### [EXTRACT PROVIDED]
----------

Skip to content

Specialized Configs for Triton Backends

The Python API provides specialized configuration classes that help provide only available options for the given type of model.

model_navigator.triton.BaseSpecializedModelConfig dataclass

BaseSpecializedModelConfig(max_batch_size=4, batching=True, default_model_filename=None, batcher=DynamicBatcher(), instance_groups=lambda: [](), parameters=lambda: {}(), response_cache=False, warmup=lambda: {}(), inputs=lambda: [](), outputs=lambda: []())

Bases: ABC

Common fields for specialized model configs.

Read more in Triton Inference server documentation

Parameters:

  • max_batch_size (int, default: 4 ) –

    The maximal batch size that would be handled by model.

  • batching (bool, default: True ) –

    Flag to enable/disable batching for model.

  • default_model_filename (Optional[str], default: None ) –

    Optional filename of the model file to use.

  • batcher (Union[DynamicBatcher, SequenceBatcher], default: DynamicBatcher() ) –

    Configuration of Dynamic Batching for the model.

  • instance_groups (List[InstanceGroup], default: lambda: []() ) –

    Instance groups configuration for multiple instances of the model

  • parameters (Dict[str, str], default: lambda: {}() ) –

    Custom parameters for model or backend

  • response_cache (bool, default: False ) –

    Flag to enable/disable response cache for the model

  • warmup (Dict[str, ModelWarmup], default: lambda: {}() ) –

    Warmup configuration for model

backend abstractmethod property

backend

Backend property that has to be overridden by specialized configs.

custom_fields property

custom_fields

Custom fields that are configured as parameters.

__post_init__

__post_init__()

Validate the configuration for early error handling.

Source code in model_navigator/triton/specialized_configs/base_model_config.py
def __post_init__(self) -> None:
    """Validate the configuration for early error handling."""
    if self.batching and self.max_batch_size <= 0:
        raise ModelNavigatorWrongParameterError("The `max_batch_size` must be greater or equal to 1.")

    if type(self.batcher) not in [DynamicBatcher, SequenceBatcher]:
        raise ModelNavigatorWrongParameterError("Unsupported batcher type provided.")

    if self.backend != Backend.TensorRT and any(group.profile for group in self.instance_groups):
        raise ModelNavigatorWrongParameterError(
            "Invalid `profile` option. The value can be set only for `backend=Backend.TensorRT`"
        )

model_navigator.triton.ONNXModelConfig dataclass

ONNXModelConfig(max_batch_size=4, batching=True, default_model_filename=None, batcher=DynamicBatcher(), instance_groups=lambda: [](), parameters=lambda: {}(), response_cache=False, warmup=lambda: {}(), inputs=lambda: [](), outputs=lambda: [](), platform=None, optimization=None)

Bases: BaseSpecializedModelConfig

Specialized model config for ONNX backend supported model.

----------

Stored dataset items:
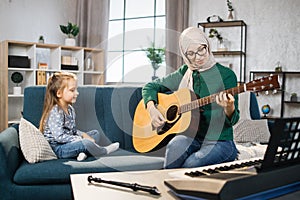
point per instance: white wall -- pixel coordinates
(26, 20)
(273, 28)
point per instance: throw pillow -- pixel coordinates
(247, 130)
(34, 145)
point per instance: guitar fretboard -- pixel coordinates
(209, 99)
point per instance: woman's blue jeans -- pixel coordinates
(72, 149)
(185, 152)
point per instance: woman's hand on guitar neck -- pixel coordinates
(226, 100)
(157, 119)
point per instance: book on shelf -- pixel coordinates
(41, 78)
(43, 66)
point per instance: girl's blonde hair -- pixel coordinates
(58, 81)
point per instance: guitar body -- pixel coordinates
(147, 138)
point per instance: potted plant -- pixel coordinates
(156, 57)
(230, 10)
(294, 97)
(17, 78)
(71, 30)
(214, 33)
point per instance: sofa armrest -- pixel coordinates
(10, 155)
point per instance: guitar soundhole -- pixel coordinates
(172, 113)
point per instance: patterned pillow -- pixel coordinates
(34, 145)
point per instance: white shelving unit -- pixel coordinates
(12, 104)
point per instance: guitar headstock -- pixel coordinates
(263, 84)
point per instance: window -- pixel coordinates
(133, 26)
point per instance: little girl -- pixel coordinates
(58, 122)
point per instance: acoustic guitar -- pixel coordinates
(176, 109)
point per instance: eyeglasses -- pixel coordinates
(202, 50)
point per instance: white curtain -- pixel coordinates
(177, 13)
(92, 18)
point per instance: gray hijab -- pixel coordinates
(193, 35)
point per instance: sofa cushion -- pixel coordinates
(34, 145)
(58, 171)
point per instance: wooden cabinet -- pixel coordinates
(287, 79)
(235, 32)
(87, 64)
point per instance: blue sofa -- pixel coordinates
(109, 109)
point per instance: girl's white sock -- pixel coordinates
(112, 147)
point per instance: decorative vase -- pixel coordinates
(294, 98)
(17, 90)
(70, 42)
(230, 15)
(222, 46)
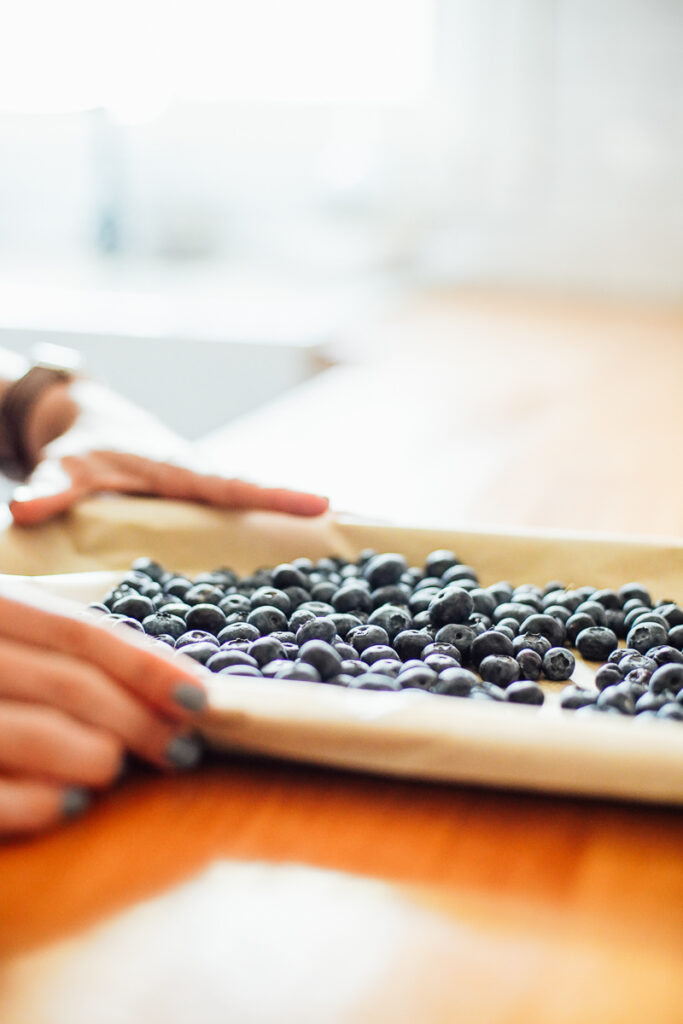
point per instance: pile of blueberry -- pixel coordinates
(378, 624)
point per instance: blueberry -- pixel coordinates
(174, 606)
(296, 596)
(371, 654)
(386, 667)
(483, 601)
(609, 599)
(411, 643)
(225, 658)
(235, 603)
(513, 609)
(267, 619)
(635, 613)
(196, 636)
(530, 641)
(487, 691)
(558, 664)
(200, 651)
(420, 600)
(392, 619)
(650, 701)
(302, 671)
(441, 648)
(621, 652)
(462, 574)
(421, 678)
(133, 624)
(439, 663)
(133, 606)
(667, 677)
(607, 675)
(240, 670)
(239, 631)
(241, 645)
(672, 612)
(166, 638)
(271, 598)
(206, 616)
(266, 649)
(368, 636)
(499, 669)
(487, 643)
(317, 607)
(635, 590)
(272, 668)
(324, 657)
(614, 696)
(438, 562)
(324, 591)
(459, 635)
(384, 569)
(204, 593)
(455, 682)
(344, 650)
(344, 623)
(594, 609)
(161, 623)
(665, 654)
(451, 605)
(318, 629)
(646, 635)
(547, 627)
(530, 664)
(509, 632)
(577, 624)
(285, 636)
(676, 637)
(575, 696)
(373, 681)
(352, 667)
(524, 691)
(286, 574)
(615, 621)
(596, 643)
(637, 681)
(672, 710)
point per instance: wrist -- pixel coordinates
(35, 409)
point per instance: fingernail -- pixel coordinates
(190, 696)
(26, 493)
(183, 752)
(74, 802)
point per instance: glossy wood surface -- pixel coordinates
(254, 891)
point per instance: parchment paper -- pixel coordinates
(420, 735)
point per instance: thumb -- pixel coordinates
(49, 492)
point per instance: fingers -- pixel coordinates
(28, 806)
(164, 680)
(86, 693)
(49, 492)
(47, 744)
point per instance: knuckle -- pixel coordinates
(105, 765)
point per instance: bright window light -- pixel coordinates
(134, 56)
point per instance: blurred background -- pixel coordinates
(235, 185)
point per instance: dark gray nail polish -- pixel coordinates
(189, 696)
(75, 801)
(183, 752)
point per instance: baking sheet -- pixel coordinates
(415, 734)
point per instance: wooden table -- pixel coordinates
(259, 892)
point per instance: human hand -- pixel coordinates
(145, 460)
(75, 695)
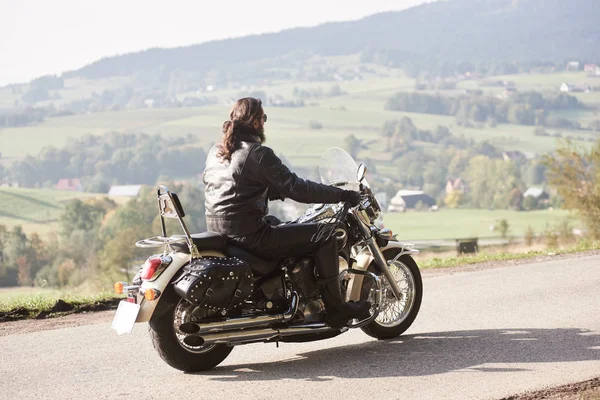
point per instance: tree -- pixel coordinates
(575, 173)
(453, 199)
(503, 228)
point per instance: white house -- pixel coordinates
(125, 190)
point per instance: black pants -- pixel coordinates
(292, 240)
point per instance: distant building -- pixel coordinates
(573, 66)
(407, 199)
(516, 156)
(565, 87)
(72, 185)
(537, 193)
(453, 185)
(125, 190)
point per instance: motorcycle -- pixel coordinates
(203, 295)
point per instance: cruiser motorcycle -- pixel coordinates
(202, 295)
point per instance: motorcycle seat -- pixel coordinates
(259, 266)
(204, 241)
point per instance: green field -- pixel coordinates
(466, 223)
(36, 210)
(359, 111)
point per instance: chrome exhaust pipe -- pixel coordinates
(253, 335)
(260, 321)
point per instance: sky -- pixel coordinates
(40, 37)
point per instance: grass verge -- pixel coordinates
(53, 304)
(448, 262)
(48, 304)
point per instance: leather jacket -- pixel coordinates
(237, 192)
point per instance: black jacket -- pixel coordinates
(237, 192)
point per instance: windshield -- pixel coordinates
(338, 168)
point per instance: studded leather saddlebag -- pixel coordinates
(218, 283)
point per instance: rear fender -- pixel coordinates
(365, 258)
(148, 308)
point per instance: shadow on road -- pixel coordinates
(425, 354)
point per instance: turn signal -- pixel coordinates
(150, 267)
(120, 287)
(151, 294)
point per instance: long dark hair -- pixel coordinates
(241, 120)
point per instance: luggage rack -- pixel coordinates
(169, 206)
(158, 241)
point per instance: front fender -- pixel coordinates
(147, 308)
(365, 258)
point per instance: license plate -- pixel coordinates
(125, 317)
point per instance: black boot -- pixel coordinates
(338, 311)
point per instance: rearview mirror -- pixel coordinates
(178, 205)
(362, 171)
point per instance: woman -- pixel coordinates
(241, 175)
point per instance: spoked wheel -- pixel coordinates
(168, 340)
(395, 315)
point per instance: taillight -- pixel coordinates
(150, 267)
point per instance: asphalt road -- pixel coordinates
(485, 334)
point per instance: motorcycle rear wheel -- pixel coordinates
(167, 340)
(395, 316)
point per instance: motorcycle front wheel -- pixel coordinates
(395, 315)
(167, 339)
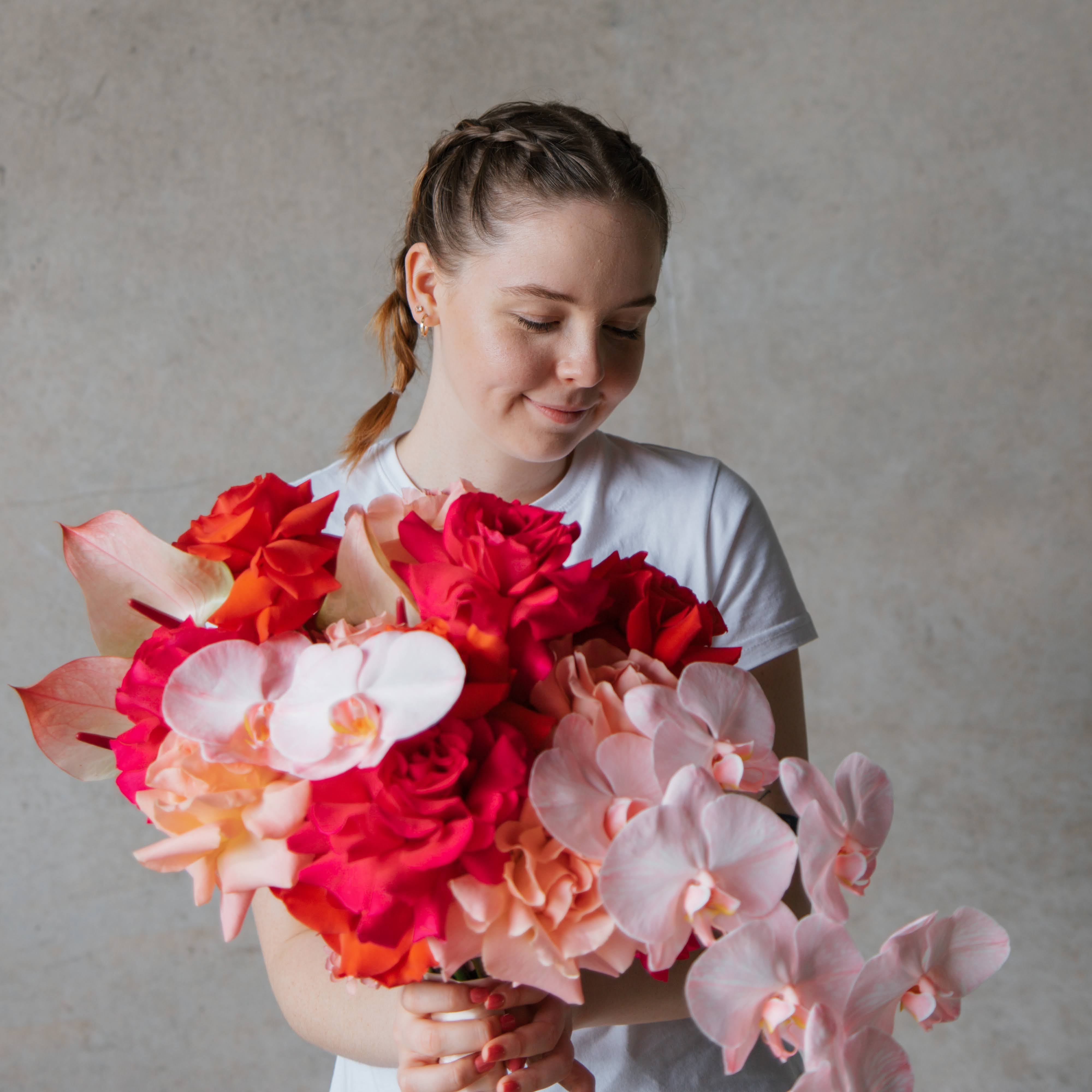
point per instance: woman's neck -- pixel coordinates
(446, 445)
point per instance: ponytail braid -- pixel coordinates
(548, 151)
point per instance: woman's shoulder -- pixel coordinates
(373, 477)
(670, 472)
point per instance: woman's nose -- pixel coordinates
(583, 363)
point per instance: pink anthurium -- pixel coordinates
(591, 784)
(765, 978)
(699, 861)
(75, 705)
(370, 587)
(841, 828)
(717, 719)
(869, 1061)
(313, 710)
(928, 967)
(115, 561)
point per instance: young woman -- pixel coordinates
(531, 258)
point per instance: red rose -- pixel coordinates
(656, 614)
(497, 566)
(270, 536)
(140, 698)
(390, 838)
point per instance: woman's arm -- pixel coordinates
(358, 1026)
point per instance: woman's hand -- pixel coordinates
(516, 1024)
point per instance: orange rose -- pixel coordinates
(270, 536)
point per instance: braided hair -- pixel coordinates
(548, 152)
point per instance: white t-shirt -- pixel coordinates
(704, 526)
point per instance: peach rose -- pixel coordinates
(228, 825)
(594, 681)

----------

### [ACTIVITY]
Please continue the Triton backend specialized configs documentation from its final sentence.

### [ANSWER TO THE PROBLEM]
Parameters:

  • platform (Optional[Platform], default: None ) –

    Override backend parameter with platform. Possible options: Platform.ONNXRuntimeONNX

  • optimization (Optional[ONNXOptimization], default: None ) –

    Possible optimization for ONNX models

backend property

backend

Define backend value for config.

custom_fields property

custom_fields

Custom fields that are configured as parameters.

__post_init__

__post_init__()

Validate the configuration for early error handling.

Source code in model_navigator/triton/specialized_configs/onnx_model_config.py
def __post_init__(self):
    """Validate the configuration for early error handling."""
    super().__post_init__()
    if self.optimization and not isinstance(self.optimization, ONNXOptimization):
        raise ModelNavigatorWrongParameterError("Unsupported optimization type provided.")

    if self.platform and self.platform != Platform.ONNXRuntimeONNX:
        raise ModelNavigatorWrongParameterError(f"Unsupported platform provided. Use: {Platform.ONNXRuntimeONNX}.")

model_navigator.triton.ONNXOptimization dataclass

ONNXOptimization(accelerator)

ONNX possible optimizations.

Parameters:

__post_init__

__post_init__()

Validate the configuration for early error handling.

Source code in model_navigator/triton/specialized_configs/onnx_model_config.py
def __post_init__(self):
    """Validate the configuration for early error handling."""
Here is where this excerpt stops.